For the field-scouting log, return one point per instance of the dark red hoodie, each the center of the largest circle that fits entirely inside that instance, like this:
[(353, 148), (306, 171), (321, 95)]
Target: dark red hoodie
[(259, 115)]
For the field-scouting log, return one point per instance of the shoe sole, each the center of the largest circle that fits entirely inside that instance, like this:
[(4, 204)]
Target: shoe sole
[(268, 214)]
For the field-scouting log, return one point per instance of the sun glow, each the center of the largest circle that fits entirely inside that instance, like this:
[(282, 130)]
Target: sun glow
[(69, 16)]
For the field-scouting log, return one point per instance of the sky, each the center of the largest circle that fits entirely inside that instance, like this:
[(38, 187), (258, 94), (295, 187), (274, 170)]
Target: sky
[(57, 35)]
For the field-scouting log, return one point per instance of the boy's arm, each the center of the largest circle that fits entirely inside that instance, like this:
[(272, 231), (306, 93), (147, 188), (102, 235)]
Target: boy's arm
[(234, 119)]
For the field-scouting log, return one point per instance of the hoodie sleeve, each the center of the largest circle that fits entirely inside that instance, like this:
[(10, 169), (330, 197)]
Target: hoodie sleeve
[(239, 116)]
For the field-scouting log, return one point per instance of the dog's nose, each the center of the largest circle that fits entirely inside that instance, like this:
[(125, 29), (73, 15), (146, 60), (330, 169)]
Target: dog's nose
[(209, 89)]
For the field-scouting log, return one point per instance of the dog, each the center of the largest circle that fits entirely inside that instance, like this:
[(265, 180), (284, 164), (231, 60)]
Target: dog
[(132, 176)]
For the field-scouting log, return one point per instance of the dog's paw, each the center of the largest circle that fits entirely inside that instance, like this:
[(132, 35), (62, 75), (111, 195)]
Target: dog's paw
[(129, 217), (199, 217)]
◆ ◆ ◆ ◆ ◆
Copy out each line of the material above that holds the word "instance".

__Exercise output__.
For the field-scouting log, return one point per instance of the dark red hoodie, each the center of the largest circle that fits entirely inside that instance, like this:
For the field-scouting log, return one point per instance of the shoe sole, each the center of the largest circle that fits entirely inside that instance, like this:
For the field-scouting log, return one point per instance of the sun glow, each the center of the largest circle that fits entirely inside that instance, like this:
For the field-scouting log, return one point per instance of the sky, each the center of the largest circle that fits entirely inside that instance, like this:
For the field-scouting log, return one point per instance of the boy's arm, each the center of the largest circle that fits entirely inside that instance, like this:
For the field-scouting log, return one point per instance of the hoodie sleeve, each the center of the largest circle that fits entirely inside that instance, like this:
For the field-scouting log, return one point per instance of the dog's nose, each the center of the largest circle that fits entirely inside that instance, like this:
For the field-scouting log, return one point per instance of the dog, each the center of the largest circle that fits entirely inside that instance, like this:
For the field-scouting log, return one point per instance of the dog's paw, each the center of the largest circle that fits entirely inside that instance, like this:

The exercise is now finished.